EXERCISE:
In the keyword spotting page, what hardware is the project run on?

PASSAGE TO READ:
-=-=-=-=-

Skip to main content

Keyword Spotting with TensorFlow Lite

Introduction

This project demonstrates how to use TensorFlow Lite for keyword spotting on the ReSpeaker 2-Mics Pi HAT v2. Keyword spotting allows for real-time detection of predefined words from audio input, enabling applications such as voice-controlled devices and interactive systems. We will guide you through the steps to train a TensorFlow Lite model, deploy it on the ReSpeaker HAT, and run speech recognition locally.

Hardware and Software Requirements

  • Hardware: Raspberry Pi with ReSpeaker 2-Mics Pi HAT v2
  • Software: TensorFlow Lite, Google Colab, Python, and supporting libraries

Applications

Keyword spotting can be applied in:

  • Smart home devices
  • Voice-controlled robots
  • Interactive kiosks

What is TensorFlow Lite?

TensorFlow Lite is a lightweight version of TensorFlow designed for mobile and embedded devices. It enables machine learning inference with low latency and small binary sizes, making it ideal for running models on edge devices like Raspberry Pi.

Train and Get TensorFlow Lite Model

Dataset

We will use a subset of the Speech Commands dataset for training. The dataset contains WAV audio files of people saying different words, collected by Google and released under a CC BY license. The dataset can be downloaded from here. For more information on datasets, refer to this guide.

-=-=-=-=-

EXCERPTED DATA:
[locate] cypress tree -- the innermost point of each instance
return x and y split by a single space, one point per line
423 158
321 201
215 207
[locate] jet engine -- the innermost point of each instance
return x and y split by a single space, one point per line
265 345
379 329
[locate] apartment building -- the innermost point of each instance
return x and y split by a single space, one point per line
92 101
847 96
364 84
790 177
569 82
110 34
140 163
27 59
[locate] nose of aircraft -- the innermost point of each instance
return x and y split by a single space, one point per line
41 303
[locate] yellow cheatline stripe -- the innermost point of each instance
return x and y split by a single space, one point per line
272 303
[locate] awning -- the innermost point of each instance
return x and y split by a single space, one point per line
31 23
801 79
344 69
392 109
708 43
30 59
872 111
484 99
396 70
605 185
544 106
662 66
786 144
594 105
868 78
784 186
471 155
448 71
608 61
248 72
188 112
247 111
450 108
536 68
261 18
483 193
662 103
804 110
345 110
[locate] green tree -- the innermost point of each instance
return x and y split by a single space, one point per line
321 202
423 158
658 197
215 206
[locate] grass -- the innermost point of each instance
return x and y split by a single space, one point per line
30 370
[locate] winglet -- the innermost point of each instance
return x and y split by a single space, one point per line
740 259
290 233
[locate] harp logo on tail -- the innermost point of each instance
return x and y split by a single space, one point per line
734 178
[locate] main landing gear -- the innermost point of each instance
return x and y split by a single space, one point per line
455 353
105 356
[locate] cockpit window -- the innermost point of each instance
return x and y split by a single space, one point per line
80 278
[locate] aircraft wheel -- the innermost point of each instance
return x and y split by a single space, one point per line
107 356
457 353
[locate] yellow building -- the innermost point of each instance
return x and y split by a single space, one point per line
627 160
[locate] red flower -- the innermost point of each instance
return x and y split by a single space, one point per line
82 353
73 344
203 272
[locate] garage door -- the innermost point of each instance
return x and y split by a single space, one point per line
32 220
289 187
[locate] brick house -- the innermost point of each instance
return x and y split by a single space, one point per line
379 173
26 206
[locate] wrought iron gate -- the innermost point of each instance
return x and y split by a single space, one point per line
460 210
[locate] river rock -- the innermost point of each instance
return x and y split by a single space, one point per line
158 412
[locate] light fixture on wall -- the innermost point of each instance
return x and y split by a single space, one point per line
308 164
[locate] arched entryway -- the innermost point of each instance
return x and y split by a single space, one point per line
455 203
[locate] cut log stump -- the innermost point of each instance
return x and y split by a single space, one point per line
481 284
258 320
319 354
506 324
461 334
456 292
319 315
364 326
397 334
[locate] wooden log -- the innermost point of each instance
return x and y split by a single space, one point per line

-=-=-=-=-

FINAL RESULT:
A Raspberry Pi with the ReSpeaker 2-Mics Pi HAT v2.